» **Problem to solve**
Using the data beneath this instruction, retype only the lines from the one that contains "like [(129, 183)]" down to the one that contains "like [(95, 37)]", both included, exactly as they appear.

» **Records to process**
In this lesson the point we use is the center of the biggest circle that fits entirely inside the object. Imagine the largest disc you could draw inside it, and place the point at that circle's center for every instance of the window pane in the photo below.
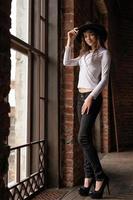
(19, 17)
(42, 36)
(12, 169)
(18, 114)
(43, 8)
(18, 99)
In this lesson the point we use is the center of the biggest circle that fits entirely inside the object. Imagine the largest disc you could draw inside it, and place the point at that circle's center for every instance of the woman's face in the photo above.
(90, 38)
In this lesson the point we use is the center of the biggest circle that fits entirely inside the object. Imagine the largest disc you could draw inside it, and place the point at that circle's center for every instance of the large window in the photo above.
(28, 90)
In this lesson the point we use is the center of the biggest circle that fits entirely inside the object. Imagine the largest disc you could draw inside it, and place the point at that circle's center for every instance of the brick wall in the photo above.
(4, 90)
(75, 13)
(121, 45)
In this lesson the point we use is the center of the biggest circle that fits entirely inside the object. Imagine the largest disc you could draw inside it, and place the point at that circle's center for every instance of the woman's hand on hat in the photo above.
(72, 34)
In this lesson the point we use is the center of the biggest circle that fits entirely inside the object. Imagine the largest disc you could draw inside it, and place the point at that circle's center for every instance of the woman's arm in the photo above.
(105, 65)
(68, 60)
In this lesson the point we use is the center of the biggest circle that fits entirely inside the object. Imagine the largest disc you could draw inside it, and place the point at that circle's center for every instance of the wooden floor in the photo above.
(119, 167)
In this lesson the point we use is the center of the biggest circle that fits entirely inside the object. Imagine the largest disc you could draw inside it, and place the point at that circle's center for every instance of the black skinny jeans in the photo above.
(92, 166)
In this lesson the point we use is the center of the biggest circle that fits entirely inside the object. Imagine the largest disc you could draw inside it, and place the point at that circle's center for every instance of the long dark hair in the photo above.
(86, 48)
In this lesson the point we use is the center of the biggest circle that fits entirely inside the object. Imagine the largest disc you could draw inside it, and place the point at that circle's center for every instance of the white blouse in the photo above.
(94, 69)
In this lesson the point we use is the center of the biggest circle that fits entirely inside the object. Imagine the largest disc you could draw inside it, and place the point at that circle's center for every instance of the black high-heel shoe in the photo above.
(99, 194)
(85, 191)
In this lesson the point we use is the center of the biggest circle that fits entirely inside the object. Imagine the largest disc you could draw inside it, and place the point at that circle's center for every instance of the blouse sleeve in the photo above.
(105, 65)
(68, 60)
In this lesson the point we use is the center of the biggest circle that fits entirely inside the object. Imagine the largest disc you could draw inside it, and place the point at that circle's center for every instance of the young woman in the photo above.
(94, 63)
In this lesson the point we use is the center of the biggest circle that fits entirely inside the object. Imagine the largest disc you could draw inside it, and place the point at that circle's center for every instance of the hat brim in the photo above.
(96, 28)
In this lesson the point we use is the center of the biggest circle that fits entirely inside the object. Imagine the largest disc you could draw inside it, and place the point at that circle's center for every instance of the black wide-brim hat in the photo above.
(96, 28)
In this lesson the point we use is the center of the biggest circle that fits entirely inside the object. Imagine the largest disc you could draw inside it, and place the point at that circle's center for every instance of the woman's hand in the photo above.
(87, 104)
(71, 36)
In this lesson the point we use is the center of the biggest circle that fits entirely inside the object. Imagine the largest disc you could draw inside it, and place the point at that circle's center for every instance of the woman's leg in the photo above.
(86, 142)
(87, 165)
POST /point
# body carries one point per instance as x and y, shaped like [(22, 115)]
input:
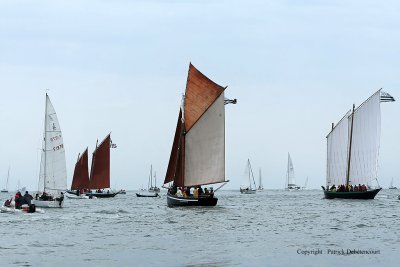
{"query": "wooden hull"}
[(147, 195), (370, 194), (174, 201), (101, 195), (248, 191), (48, 203)]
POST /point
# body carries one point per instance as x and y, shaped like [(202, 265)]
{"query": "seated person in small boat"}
[(179, 192), (184, 193), (211, 192), (206, 192), (27, 198), (196, 193), (200, 191), (18, 200), (45, 197), (7, 203), (61, 198)]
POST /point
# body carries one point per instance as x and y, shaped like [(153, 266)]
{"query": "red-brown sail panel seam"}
[(201, 93), (174, 157), (100, 173), (80, 178)]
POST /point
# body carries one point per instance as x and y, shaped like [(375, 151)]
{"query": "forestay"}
[(337, 142), (365, 141), (53, 171)]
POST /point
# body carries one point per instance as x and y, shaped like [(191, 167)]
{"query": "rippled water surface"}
[(271, 228)]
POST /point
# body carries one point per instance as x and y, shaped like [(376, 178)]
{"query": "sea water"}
[(270, 228)]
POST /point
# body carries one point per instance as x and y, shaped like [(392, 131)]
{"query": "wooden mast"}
[(349, 157)]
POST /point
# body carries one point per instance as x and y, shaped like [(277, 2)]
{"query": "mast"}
[(287, 173), (45, 146), (8, 176), (350, 141)]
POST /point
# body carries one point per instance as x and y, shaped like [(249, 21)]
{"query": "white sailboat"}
[(53, 171), (353, 151), (305, 184), (5, 190), (249, 186), (152, 190), (260, 185), (290, 178), (391, 185)]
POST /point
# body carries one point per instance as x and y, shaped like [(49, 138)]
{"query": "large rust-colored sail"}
[(175, 160), (80, 179), (201, 93), (100, 171)]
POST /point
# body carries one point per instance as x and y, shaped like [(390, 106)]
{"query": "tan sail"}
[(80, 179), (198, 151), (100, 171)]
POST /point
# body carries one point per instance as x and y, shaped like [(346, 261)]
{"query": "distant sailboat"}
[(305, 184), (198, 151), (53, 170), (80, 180), (100, 171), (5, 190), (260, 185), (391, 185), (152, 190), (353, 149), (249, 186), (290, 178)]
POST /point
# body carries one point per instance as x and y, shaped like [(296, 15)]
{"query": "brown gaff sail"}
[(198, 151), (80, 179), (100, 171)]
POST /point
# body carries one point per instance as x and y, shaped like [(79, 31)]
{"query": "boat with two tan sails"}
[(198, 150), (98, 183), (80, 181)]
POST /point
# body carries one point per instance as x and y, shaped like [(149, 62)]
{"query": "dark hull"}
[(147, 195), (174, 201), (102, 195), (370, 194)]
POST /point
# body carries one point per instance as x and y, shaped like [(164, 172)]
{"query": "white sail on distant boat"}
[(305, 184), (249, 184), (152, 190), (5, 190), (260, 185), (53, 170), (391, 185), (353, 150), (290, 178)]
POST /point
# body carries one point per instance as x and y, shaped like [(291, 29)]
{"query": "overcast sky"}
[(121, 67)]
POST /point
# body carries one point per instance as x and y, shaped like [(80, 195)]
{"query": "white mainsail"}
[(337, 150), (205, 147), (260, 185), (248, 178), (53, 171), (290, 173), (365, 141)]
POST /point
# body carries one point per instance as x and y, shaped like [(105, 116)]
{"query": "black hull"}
[(140, 195), (370, 194), (72, 192), (101, 195), (174, 201)]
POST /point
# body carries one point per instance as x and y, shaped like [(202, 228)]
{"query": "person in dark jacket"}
[(27, 198), (18, 200)]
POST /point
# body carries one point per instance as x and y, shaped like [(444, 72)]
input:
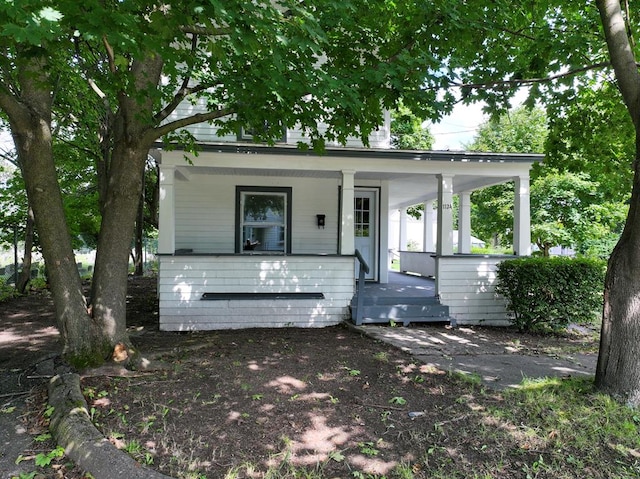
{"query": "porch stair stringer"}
[(405, 310)]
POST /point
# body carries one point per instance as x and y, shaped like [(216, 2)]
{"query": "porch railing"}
[(364, 269)]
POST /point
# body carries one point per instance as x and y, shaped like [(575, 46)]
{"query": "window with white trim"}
[(263, 220)]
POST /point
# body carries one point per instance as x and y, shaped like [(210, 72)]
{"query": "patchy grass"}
[(283, 404)]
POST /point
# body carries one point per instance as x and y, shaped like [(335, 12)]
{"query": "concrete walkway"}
[(464, 350)]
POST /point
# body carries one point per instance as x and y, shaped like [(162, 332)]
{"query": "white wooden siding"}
[(205, 209), (467, 285), (204, 132), (183, 280)]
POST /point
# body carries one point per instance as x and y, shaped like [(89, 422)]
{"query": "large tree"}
[(618, 370)]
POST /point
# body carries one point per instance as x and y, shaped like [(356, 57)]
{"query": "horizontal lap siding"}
[(205, 132), (467, 286), (205, 212), (183, 280)]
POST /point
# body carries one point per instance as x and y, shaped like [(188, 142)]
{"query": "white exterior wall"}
[(183, 280), (204, 132), (467, 285), (206, 208)]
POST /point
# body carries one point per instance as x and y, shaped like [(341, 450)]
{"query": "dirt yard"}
[(330, 401)]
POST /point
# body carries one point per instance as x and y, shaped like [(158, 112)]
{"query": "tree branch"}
[(529, 81), (190, 120), (212, 32), (110, 54), (182, 93), (621, 55)]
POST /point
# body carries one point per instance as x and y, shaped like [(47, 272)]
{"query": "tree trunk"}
[(110, 276), (618, 369), (138, 261), (30, 121), (25, 274)]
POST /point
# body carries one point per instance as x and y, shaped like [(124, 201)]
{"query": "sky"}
[(458, 128)]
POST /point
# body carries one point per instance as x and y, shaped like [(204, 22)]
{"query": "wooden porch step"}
[(384, 310)]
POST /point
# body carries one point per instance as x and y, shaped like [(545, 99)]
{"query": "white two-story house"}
[(265, 236)]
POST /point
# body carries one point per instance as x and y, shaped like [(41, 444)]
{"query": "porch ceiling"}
[(411, 175), (404, 189)]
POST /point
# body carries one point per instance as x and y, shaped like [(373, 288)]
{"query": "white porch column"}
[(521, 217), (464, 222), (427, 236), (167, 215), (444, 246), (402, 246), (347, 240)]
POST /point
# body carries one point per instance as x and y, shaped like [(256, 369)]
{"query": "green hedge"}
[(548, 293)]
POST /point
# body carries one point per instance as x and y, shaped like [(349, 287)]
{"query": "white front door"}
[(366, 228)]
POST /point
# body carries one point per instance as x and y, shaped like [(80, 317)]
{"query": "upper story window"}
[(263, 220)]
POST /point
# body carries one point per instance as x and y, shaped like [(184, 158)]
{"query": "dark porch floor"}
[(405, 299), (402, 285)]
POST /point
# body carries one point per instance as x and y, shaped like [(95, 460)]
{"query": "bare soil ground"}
[(331, 401)]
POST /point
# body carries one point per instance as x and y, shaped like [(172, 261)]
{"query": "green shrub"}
[(549, 293), (6, 291)]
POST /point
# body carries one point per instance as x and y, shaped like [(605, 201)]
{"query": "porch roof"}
[(411, 174)]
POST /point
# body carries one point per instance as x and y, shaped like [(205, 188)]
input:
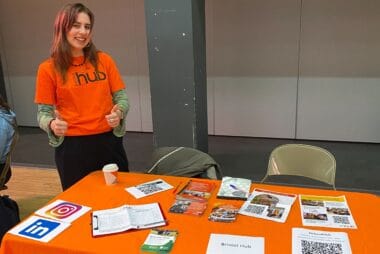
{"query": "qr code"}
[(341, 220), (309, 247), (255, 209)]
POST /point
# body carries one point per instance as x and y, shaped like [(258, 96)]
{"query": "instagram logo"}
[(63, 210)]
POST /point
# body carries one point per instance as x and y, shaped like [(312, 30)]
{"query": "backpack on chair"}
[(184, 161)]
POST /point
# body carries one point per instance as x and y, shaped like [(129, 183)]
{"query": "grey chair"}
[(8, 161), (302, 160), (184, 161)]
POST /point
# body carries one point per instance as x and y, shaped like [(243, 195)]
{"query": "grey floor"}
[(358, 164)]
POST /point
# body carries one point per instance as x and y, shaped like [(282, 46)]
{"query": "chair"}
[(7, 165), (184, 161), (302, 160)]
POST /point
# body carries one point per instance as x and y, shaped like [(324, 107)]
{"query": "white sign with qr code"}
[(315, 241)]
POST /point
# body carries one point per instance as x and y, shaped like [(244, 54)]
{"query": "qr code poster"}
[(306, 241), (326, 212)]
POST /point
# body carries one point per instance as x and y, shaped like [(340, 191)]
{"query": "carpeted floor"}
[(32, 188)]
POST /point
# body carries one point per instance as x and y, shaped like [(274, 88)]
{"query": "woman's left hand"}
[(114, 118)]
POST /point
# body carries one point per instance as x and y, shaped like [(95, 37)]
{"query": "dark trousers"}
[(8, 175), (79, 155)]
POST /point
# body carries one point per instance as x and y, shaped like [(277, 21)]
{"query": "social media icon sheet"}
[(63, 211), (39, 229)]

» **Result for this exercise**
# body carries one point per instance as x and y, shaped like [(129, 183)]
{"query": "grey chair"}
[(8, 161), (302, 160), (184, 161)]
POST /point
# body carries one point per instance as x and y, shaped like [(243, 195)]
{"query": "grey floor"}
[(358, 164)]
POST /point
# body carries one point per instance as x and y, shaped like [(282, 46)]
{"query": "chair"}
[(7, 165), (184, 161), (302, 160)]
POST /point
# body carries one point per instance as x and y, shaped like [(324, 107)]
{"query": "white sign with qr code"}
[(315, 241)]
POST /point
# body carries one point per instance as x and y, shaped like [(244, 54)]
{"query": "qr code poster"}
[(306, 241), (326, 212)]
POST /point
# body carries one point per instance as x and y, shaped like [(340, 191)]
{"query": "carpeted floor"}
[(32, 188)]
POST /point
# body carries one point per instance as x and y, shaped like [(274, 88)]
{"query": "woman's left hand"}
[(114, 118)]
POST /point
# body carries one point per instance as x and y, shaped like [(95, 37)]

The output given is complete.